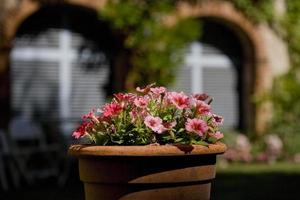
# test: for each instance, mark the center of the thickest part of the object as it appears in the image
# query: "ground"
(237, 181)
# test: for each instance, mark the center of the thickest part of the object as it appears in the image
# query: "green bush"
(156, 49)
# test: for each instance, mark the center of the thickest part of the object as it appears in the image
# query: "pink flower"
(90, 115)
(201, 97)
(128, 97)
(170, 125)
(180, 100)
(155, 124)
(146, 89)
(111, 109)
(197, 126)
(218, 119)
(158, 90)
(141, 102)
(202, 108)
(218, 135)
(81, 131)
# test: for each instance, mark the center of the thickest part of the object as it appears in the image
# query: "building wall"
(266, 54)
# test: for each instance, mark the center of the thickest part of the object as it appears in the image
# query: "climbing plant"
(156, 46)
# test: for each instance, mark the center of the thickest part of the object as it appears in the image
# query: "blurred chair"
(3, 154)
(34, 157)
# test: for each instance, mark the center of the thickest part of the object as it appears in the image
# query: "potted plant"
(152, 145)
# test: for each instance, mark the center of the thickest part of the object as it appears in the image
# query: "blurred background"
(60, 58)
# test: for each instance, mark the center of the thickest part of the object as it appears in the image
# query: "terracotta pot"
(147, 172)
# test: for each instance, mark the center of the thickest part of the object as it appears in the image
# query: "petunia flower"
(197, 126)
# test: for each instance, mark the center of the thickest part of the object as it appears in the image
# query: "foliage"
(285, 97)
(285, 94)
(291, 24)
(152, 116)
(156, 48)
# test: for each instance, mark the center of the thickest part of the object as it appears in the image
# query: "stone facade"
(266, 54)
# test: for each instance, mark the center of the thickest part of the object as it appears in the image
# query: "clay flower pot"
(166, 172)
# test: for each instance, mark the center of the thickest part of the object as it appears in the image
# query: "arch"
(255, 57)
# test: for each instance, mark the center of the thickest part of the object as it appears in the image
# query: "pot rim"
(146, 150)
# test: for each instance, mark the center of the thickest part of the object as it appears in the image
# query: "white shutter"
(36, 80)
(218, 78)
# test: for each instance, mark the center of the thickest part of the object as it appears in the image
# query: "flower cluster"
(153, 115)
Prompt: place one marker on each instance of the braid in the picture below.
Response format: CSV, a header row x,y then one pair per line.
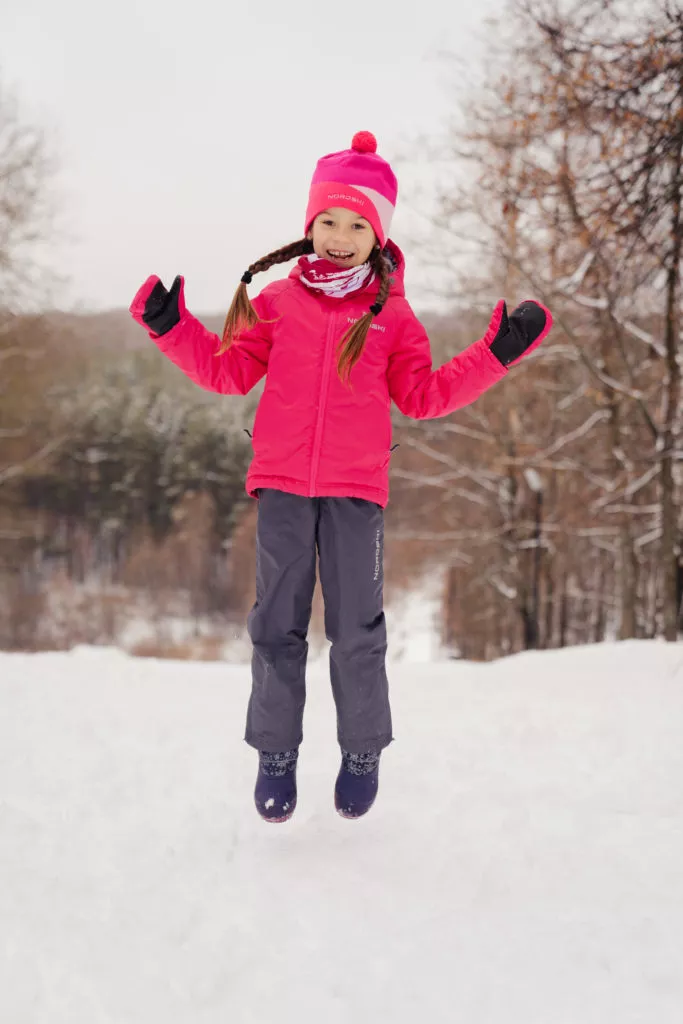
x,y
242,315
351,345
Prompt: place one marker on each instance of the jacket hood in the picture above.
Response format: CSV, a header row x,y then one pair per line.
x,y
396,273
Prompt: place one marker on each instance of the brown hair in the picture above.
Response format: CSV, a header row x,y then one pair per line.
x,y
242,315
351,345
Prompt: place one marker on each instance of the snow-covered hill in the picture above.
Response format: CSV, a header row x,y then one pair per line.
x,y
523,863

§ §

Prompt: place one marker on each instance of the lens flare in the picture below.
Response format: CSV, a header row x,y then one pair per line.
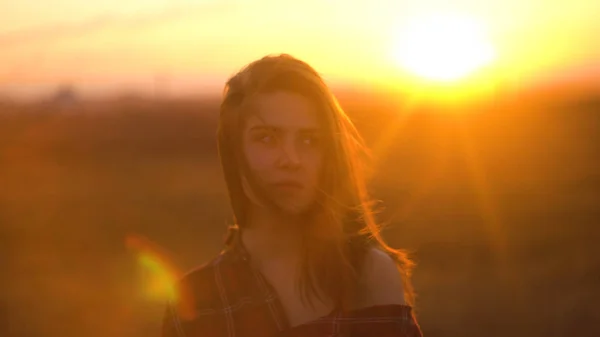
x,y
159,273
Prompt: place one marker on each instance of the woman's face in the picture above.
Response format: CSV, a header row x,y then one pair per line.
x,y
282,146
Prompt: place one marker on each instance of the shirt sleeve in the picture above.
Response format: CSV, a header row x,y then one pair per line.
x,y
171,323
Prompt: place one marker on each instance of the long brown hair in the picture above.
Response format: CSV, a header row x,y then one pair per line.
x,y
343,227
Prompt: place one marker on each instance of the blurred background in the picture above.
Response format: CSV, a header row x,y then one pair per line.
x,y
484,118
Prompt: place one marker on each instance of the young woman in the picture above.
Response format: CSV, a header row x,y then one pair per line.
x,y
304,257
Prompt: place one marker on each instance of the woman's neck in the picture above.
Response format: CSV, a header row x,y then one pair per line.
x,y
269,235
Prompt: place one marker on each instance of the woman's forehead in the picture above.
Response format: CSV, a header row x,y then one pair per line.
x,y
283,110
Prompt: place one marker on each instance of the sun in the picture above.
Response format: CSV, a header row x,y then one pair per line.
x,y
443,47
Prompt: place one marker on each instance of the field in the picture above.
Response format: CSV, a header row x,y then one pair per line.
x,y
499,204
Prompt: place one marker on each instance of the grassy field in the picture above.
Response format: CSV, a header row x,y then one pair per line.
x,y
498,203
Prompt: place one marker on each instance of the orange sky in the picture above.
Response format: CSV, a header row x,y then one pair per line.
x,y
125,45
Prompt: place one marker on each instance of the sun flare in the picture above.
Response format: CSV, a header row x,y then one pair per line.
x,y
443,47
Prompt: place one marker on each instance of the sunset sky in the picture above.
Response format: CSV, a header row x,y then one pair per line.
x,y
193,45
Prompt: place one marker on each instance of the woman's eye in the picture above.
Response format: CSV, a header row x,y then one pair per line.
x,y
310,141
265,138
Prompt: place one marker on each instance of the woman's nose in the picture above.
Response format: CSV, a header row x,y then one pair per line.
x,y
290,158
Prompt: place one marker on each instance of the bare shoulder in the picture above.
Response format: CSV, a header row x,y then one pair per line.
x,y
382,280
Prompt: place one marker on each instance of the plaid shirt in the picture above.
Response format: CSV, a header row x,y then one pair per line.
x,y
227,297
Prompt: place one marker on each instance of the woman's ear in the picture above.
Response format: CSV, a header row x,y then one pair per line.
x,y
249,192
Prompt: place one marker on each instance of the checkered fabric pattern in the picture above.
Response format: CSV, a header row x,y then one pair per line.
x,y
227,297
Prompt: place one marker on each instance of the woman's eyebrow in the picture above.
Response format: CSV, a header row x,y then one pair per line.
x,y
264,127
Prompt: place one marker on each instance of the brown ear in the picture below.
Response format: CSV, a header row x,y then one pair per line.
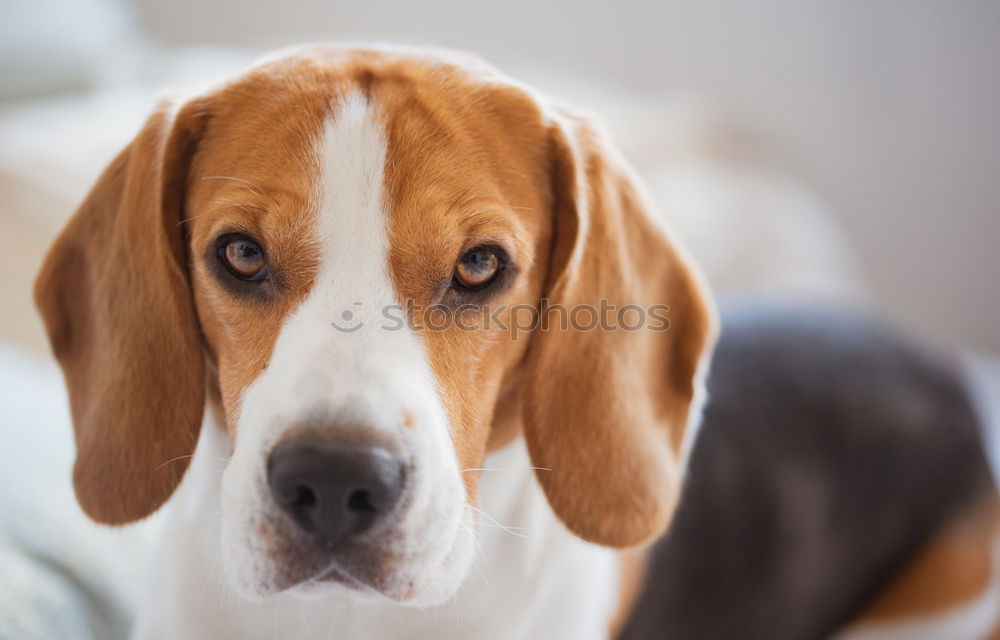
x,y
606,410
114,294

§ §

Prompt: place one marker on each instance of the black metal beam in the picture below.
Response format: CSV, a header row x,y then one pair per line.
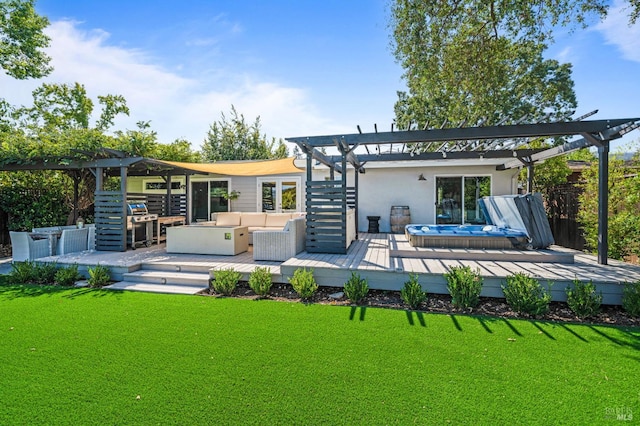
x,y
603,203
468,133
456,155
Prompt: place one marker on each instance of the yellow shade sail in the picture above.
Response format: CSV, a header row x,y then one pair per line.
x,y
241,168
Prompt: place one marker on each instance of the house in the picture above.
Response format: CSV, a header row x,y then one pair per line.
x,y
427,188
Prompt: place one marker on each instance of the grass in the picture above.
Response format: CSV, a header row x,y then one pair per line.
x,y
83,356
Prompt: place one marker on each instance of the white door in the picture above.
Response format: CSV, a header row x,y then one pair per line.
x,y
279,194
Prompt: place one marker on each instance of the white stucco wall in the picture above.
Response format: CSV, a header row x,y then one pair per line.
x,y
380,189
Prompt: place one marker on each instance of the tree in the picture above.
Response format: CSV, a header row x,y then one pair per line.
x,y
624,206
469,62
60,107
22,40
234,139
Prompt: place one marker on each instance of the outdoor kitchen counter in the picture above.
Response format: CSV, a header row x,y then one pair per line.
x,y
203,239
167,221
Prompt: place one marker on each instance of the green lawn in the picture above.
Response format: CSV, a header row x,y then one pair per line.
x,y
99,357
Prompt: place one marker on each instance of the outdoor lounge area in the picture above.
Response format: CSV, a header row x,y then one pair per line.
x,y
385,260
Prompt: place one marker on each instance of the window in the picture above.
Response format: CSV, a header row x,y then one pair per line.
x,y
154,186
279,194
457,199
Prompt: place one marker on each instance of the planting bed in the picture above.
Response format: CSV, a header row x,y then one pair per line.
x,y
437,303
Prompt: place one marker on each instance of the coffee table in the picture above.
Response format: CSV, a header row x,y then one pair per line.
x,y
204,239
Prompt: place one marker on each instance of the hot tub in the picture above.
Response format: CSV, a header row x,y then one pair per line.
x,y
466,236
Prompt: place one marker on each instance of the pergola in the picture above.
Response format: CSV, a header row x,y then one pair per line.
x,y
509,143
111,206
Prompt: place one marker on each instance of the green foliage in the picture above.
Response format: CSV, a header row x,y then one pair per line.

§ §

== Work instruction ==
Look for the word "field" in every line of the records. State how many lines contain it, and write only the number.

== Written answer ==
2